## TO DO:
Please pick out every line of the material below that contains the word "mountain" and copy each one.

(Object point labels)
--- begin ---
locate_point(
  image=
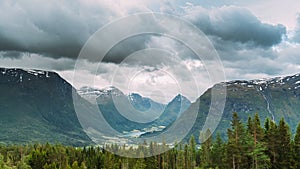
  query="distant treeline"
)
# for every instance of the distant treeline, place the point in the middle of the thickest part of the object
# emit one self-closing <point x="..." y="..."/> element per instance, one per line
<point x="248" y="146"/>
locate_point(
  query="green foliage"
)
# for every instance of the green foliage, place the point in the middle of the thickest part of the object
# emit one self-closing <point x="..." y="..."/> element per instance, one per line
<point x="248" y="146"/>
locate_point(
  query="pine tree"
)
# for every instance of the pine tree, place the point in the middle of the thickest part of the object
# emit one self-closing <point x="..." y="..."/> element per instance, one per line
<point x="217" y="153"/>
<point x="236" y="143"/>
<point x="256" y="147"/>
<point x="206" y="139"/>
<point x="284" y="146"/>
<point x="297" y="147"/>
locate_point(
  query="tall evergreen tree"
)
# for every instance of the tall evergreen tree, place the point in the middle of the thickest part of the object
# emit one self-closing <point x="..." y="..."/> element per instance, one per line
<point x="235" y="146"/>
<point x="297" y="147"/>
<point x="284" y="145"/>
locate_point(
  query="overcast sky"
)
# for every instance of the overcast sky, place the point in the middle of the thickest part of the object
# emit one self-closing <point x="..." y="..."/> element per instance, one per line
<point x="254" y="39"/>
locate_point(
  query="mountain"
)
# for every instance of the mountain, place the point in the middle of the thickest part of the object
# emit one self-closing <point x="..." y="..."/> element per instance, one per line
--- end ---
## ANSWER:
  query="mountain"
# for every instance of the mountain, place the point in the middle of the thickest part of the object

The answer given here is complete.